# Teks Bacaan:
=-=-=

4. Perang Maknawi dan Lemahnya Semangat

    Saat ini, orang-orang merasa bangga dan menganggap sebuah kehormatan kalau dia dapat bepergian ke Amerika. Kita katakan kepadanya, "Kamu jangan bepergian kesana, kecuali kalau memang faktor-faktor yang mengharuskannya pergi kesana. Akan tetapi kamu jangan melihat bangsa penjajah ini dengan sudut pandang yang membuatmu terheran-heran, takjub, terpana dan terpaku karenanya. Karena kamu datang dari negeri yang menjujung tinggi sebuah peradaban."

    Seorang penyair mengatakan:

"Dari negerikulah ilmu pengetahuan dituntut, dan ilmu pengetahuan yang dituntut dari negara Barat yang sangat dungu, tidak berarti.


Negeriku juga menjadi tempat diturunkannya wahyu Ilahi, bahkan denegeriku juga Allah mengutus Nabi-Nya yang paling mulia dan agung."

    Negeri ini adalah negeri yang asli, maka jangan sekali-kali kamu takjub dan terpana teknologi canggih yang telah mereka capai. Mulai dari kepemilikan mereka terhadap rudal, bom nuklir, dan kapal-kapal perang serta kapal terbang yang canggih. Karena inilah bagian mereka dari dunia ini. Sebagaimana Allah berfirman kepada mereka,
يَعْلَمُونَ ظَاهِرًا مِّنَ الْحَيَاةِ الدُّنْيَا وَهُمْ عَنِ الْآخِرَةِ هُمْ غَافِلُونَ
    "Mereka hanya mengetahui yang lahir (saja) dari kehidupan dunia; sedang mereka tentang (kehidupan) akhirat adalah lalai." (Ar-Ruum: 7)

    Betapa sering kita terpenjara oleh kata-kata yang tidak bertanggung jawab, misalnya: primitif, keterbelakangan, negara-negara berkembang, dunia ketiga, dan lain-lain. Semua kata-kata ini adalah racun-racun yang kita temukan dalam kehidupan sehari-hari, sehingga kita melihat mereka itu (bangsa Barat) sebagai masyarakat yang berperadaban; negara maju dan berkembang.

    Dalam buku yang berjudul "Manusia Tidak Dapat Berdiri Sendiri", seorang warga Amerika, Cruise Mayerson mengatakan, "Wawahi kaum muslimin, kami telah mempersemahkan kapal terbang, kulkas, AC, penghangat, dan pendingin ruangan, tetapi kalian, dengan Islam kalian, belum mempersembahkan sesuatu apapun untuk kami."

=-=-=

# Petunjuk 1:
Menurut teks bacaan, apa judul buku tempat Cruise Mayerson menyampaikan pernyataannya?
# Petunjuk 2:
Salin tanpa perubahan bagian catatan yang diawali baris berisi "I can see the foam" dan diakhiri baris berisi "[0,233,640,360]", termasuk kedua baris itu. Jangan sertakan gambar dalam jawaban.

# Informasi yang Diberikan:
=-=-=

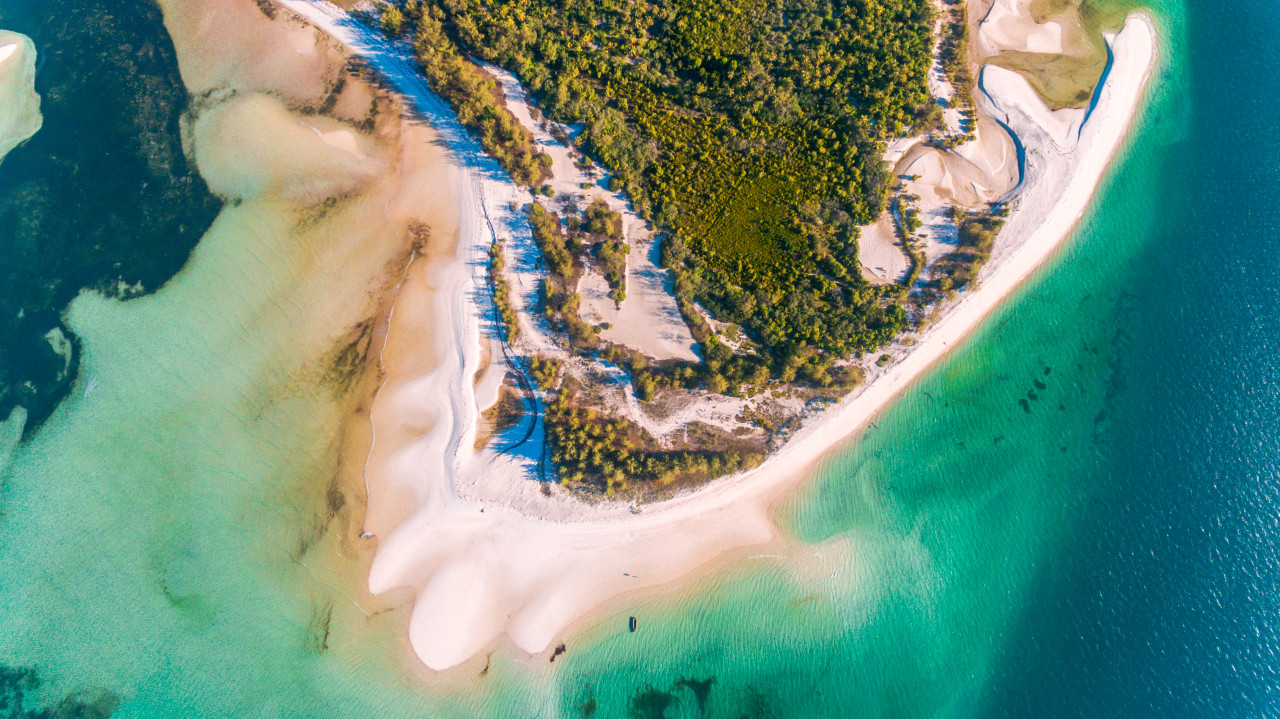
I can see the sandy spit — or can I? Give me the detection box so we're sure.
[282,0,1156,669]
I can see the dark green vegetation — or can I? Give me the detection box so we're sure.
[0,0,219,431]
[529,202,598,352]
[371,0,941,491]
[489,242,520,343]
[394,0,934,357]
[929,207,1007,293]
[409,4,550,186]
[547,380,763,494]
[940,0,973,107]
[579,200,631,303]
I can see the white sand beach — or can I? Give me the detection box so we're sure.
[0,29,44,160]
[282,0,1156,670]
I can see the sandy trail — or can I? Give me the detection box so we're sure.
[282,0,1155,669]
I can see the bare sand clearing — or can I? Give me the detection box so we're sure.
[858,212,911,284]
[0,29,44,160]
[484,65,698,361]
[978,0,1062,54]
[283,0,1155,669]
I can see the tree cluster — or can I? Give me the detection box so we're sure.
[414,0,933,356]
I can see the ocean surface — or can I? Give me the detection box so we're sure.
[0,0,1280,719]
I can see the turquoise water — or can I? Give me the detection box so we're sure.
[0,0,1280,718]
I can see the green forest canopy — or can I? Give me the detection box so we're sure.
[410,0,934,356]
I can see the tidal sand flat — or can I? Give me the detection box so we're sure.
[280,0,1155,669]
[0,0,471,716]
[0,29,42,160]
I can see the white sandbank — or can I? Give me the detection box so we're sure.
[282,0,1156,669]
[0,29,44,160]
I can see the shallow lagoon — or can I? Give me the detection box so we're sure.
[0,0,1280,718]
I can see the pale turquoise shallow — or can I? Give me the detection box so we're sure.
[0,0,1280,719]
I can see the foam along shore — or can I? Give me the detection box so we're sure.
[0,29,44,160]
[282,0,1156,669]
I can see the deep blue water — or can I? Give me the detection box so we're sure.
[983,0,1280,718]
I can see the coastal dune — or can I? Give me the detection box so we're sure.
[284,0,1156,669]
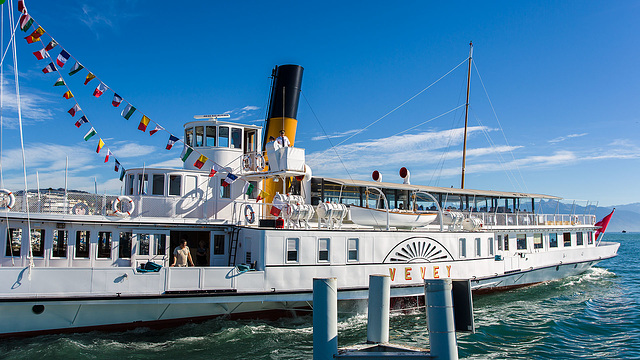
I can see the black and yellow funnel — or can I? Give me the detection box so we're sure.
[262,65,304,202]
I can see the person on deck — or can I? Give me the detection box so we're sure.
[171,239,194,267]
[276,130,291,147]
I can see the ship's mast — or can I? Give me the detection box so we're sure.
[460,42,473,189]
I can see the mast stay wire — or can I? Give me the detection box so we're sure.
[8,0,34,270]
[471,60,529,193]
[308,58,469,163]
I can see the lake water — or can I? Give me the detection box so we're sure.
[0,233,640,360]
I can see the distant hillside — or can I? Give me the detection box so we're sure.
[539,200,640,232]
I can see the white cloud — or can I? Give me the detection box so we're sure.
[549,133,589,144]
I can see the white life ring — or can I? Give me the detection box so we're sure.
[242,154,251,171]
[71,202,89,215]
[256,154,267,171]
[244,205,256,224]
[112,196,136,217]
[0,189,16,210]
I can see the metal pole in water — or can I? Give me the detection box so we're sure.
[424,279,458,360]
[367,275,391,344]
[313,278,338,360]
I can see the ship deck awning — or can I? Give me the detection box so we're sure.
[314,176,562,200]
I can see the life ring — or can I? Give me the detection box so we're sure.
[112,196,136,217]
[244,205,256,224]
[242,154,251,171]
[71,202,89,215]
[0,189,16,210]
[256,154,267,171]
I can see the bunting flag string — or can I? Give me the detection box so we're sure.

=-=-=

# Jawaban Tertulis 1:
"Manusia Tidak Dapat Berdiri Sendiri"

# Jawaban Tertulis 2:
I can see the foam along shore — or can I? Give me the detection box so we're sure.
[0,29,44,160]
[282,0,1156,669]
I can see the deep blue water — or can I? Give me the detection box so we're sure.
[983,0,1280,718]
I can see the coastal dune — or can I? Give me the detection box so we're sure.
[284,0,1156,669]
I can see the black and yellow funnel — or can I? Give me the detection box so we're sure.
[262,65,304,202]
I can see the person on deck — or can I? Give me the detection box so we're sure.
[171,239,194,267]
[276,130,291,147]
I can see the ship's mast — or can I? Give me the detection box so we're sure.
[460,42,473,189]
I can see the mast stay wire — or can I? Give me the detection box so we're sure.
[8,0,34,270]
[471,60,529,193]
[308,58,469,163]
I can see the lake water — or can I? Give me the detection box so we're sure.
[0,233,640,360]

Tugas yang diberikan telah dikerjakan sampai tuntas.